Task brief
Your task is to repeat the entries underneath exactly, minus the pictures.

Input
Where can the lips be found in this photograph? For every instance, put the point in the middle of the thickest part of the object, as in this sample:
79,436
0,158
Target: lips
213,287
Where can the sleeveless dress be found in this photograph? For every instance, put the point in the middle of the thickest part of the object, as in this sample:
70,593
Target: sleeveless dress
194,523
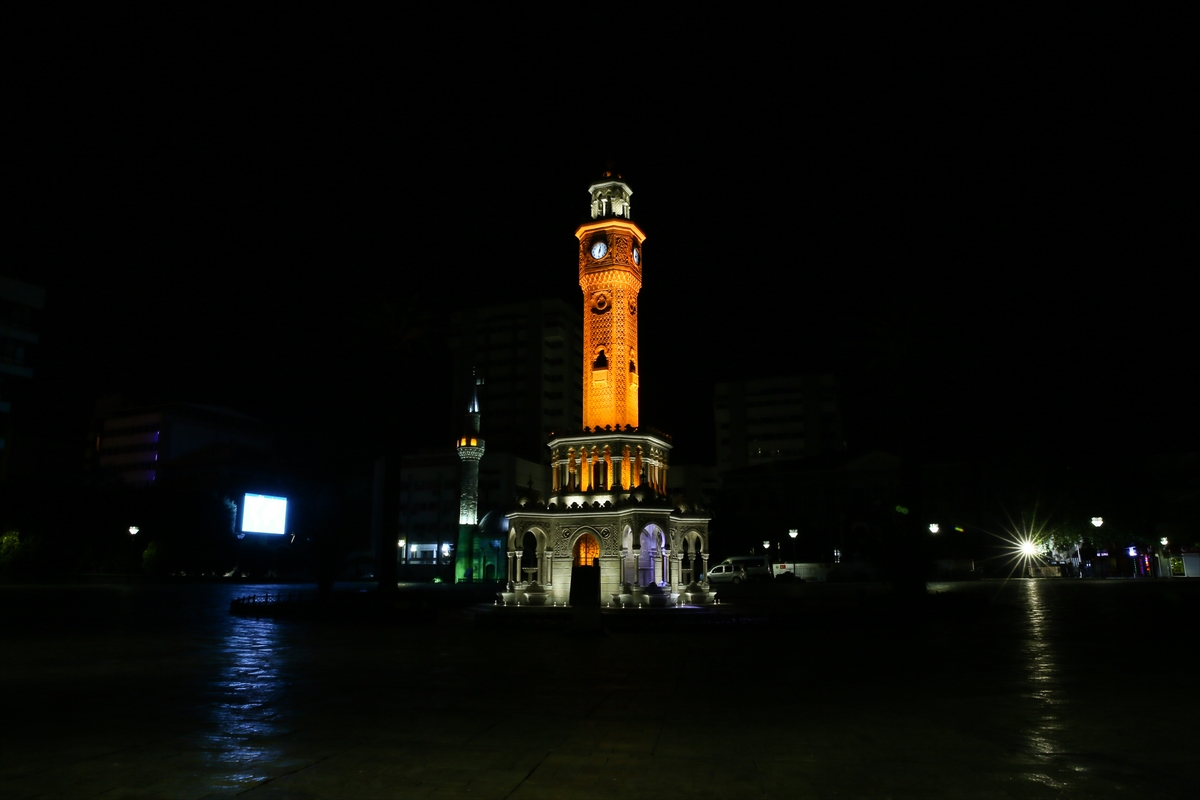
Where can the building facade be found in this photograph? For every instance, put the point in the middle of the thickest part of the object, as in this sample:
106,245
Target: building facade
609,507
21,306
526,358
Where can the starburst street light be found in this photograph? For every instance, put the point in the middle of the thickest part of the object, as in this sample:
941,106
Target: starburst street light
1025,542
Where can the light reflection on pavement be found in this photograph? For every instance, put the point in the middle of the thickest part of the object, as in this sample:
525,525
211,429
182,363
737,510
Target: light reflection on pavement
247,703
988,691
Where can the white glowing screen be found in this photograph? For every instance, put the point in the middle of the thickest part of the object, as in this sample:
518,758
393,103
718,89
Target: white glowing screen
264,515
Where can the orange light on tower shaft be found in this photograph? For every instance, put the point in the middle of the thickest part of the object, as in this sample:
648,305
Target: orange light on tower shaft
611,277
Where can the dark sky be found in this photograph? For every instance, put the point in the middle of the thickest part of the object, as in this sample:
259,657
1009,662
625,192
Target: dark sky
973,221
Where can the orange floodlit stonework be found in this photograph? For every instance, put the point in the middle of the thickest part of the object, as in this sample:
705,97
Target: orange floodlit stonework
610,503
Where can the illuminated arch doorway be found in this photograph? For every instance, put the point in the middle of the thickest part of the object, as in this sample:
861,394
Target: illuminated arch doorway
586,548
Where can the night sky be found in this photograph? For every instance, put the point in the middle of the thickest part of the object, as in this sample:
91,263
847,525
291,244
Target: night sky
975,222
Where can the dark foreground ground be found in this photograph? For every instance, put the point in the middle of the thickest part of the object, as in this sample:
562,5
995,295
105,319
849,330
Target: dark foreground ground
1027,689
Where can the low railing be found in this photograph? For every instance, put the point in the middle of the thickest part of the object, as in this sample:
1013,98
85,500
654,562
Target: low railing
268,605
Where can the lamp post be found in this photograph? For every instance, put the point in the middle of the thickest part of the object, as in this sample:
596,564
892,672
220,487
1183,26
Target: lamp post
793,533
1097,522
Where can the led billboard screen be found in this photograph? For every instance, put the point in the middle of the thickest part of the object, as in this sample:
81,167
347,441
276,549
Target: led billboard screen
264,515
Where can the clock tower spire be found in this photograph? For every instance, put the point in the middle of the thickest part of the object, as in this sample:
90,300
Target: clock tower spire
611,277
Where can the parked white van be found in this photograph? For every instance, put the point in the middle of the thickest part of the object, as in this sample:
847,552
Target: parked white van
739,569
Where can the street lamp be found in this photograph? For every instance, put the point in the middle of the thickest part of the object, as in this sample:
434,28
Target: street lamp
1097,522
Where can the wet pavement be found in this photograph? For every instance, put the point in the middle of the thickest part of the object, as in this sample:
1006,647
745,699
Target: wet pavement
1026,689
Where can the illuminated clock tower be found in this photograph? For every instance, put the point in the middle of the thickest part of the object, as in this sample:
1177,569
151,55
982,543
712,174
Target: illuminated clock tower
611,277
610,505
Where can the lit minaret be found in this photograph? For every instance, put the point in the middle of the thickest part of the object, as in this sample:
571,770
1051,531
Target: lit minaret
471,450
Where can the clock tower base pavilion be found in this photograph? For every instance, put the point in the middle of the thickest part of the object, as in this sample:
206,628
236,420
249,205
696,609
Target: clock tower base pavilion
609,519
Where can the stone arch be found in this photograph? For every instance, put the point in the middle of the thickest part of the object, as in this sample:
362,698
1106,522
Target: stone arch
649,564
528,549
577,536
693,558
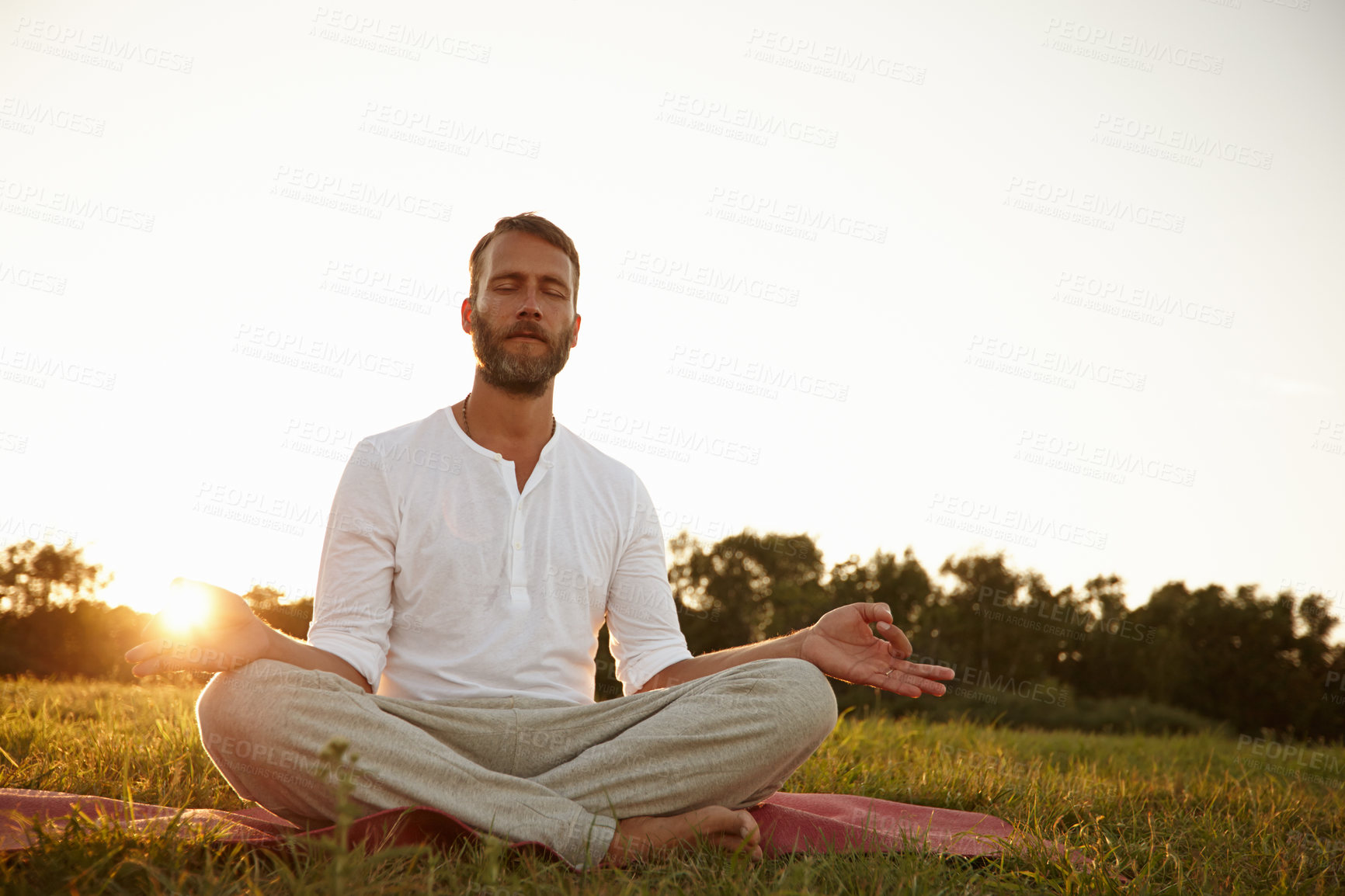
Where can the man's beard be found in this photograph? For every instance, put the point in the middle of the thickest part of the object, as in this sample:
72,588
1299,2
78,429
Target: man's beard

Solution to this problem
Where can the lips be found in this photograph? For every instance, put the point in the middle of the thickest part of the object, as in this sample:
79,436
0,158
Target: lips
213,287
Where can the sleeveless dress be found in this photograph? For every instance, put the point in the middle of the thickest part of the object, as in this sample:
70,593
Target: sleeveless dress
194,523
Where can the building facade be found in this photograph? For every instance, put the point in the middle of the thickest part of the object, as in this sample:
106,245
Target: building facade
609,507
21,306
526,358
Where can the starburst street light be found in this photograph? For every instance, put the point in the middle of the thickest part of the object, as in this sample:
941,106
Target: starburst street light
1025,542
Where can the light reflection on pavement be found in this photograph? For every instance, put the point in the middle of the thickest part of the object, as in this sample:
525,525
211,429
182,363
737,510
Target: light reflection on pavement
247,703
988,691
Where can the white glowing screen be found in this photograph? For every instance, put the point in the middle of the thickest part of the object, as in this sample:
518,758
393,103
718,89
Target: white glowing screen
264,515
Where can the orange light on tower shaft be found in this photograph? For every instance, put the point in the middle of the thickest part of the object, as in this sample:
648,305
Target: orange light on tower shaft
611,277
Where can the dark sky be found in this photograph? For every instance, put the point in the middle of the thickest part of the object, as in this sample:
259,657
1009,662
625,192
Target: dark sky
973,221
Where can the orange floodlit stonework be found in this photograph? For every instance, put the point in the middle of the thickest part of the object, as in this sample:
705,97
Target: orange floodlit stonework
610,503
Where can the illuminated arch doorway be found in this photograph? For every instance, put the point in the middle of the thickest part of the object, as in this sample:
861,394
Target: illuminated arch doorway
586,548
Where can the night sky be found in this photograph? For every instance, put the point in the middle of the thickest part of the object, as in this sample:
91,263
847,525
291,244
Target: night sky
975,222
Where can the dark foreground ground be found in this photograph? For every instance, put the point in the middle of the thickest part of the object, as in this sample:
562,5
995,295
105,319
849,330
Target: dark foreground ground
1027,689
Where can the low railing be found in this photograph? For every instance, put the point in the middle of the thickest part of the object, as in this sample:
1013,98
85,500
654,562
Target: low railing
268,605
Where can the lamp post be found in this photograph? For every instance, put the point in the middle of the thickest part of the object, as in this sample:
596,564
892,672
220,487
1183,26
Target: lamp post
793,533
1097,522
Where can the led billboard screen be found in this photograph? For every instance, put the point in the middle of the thickest part of the object, as in this sample:
81,167
347,441
276,549
Target: led billboard screen
264,515
Where can the clock tower spire be found in this photograph? For every instance, put the point in the middle of the thickest part of the object, as in this sample:
90,300
Target: clock tower spire
611,277
Where can the parked white van be found in this photograph? For every instance, put the point in the middle of the thickest part of the object, as in this sample:
847,552
Target: parked white van
739,569
Where can the street lamp be found in this photograph? For every instance, put the point in the middle of the thickest part of the object, as in this sample:
434,28
Target: street lamp
1097,522
Where can the wet pavement be found in this photograph? For every instance, put the point in the middle of the thickest part of the object, as in this sample:
1006,647
745,699
Target: wet pavement
1026,689
Where can the illuminated clock tower be found in this photograph? For every instance, put the point in the middle of the thickest part of the object, as in this sample:
1177,569
151,55
982,543
712,174
Target: illuminated clock tower
611,277
610,505
Where can the lit minaret be found in this photograph? For every instance, put the point in the middle of the thickest part of the object, as in this sample:
571,770
1051,531
Target: lit minaret
471,450
Where can the clock tower base pavilion be found in this photograph? For every instance, put the point in the middle of the thickest part of the object, as in this sample:
206,628
236,420
249,205
696,609
Target: clock tower base pavilion
609,519
Where can the stone arch be found in this photograph? For every instance, put the point in the middle of the thickest part of the object, as in this sample:
362,698
1106,522
Target: stone arch
649,564
528,549
577,536
693,558
Where can the man's beard be found in this photograph? For every instance, put the point in the middle of the thickest part of the object, as in this sample:
72,588
1299,2
78,429
Target: man's beard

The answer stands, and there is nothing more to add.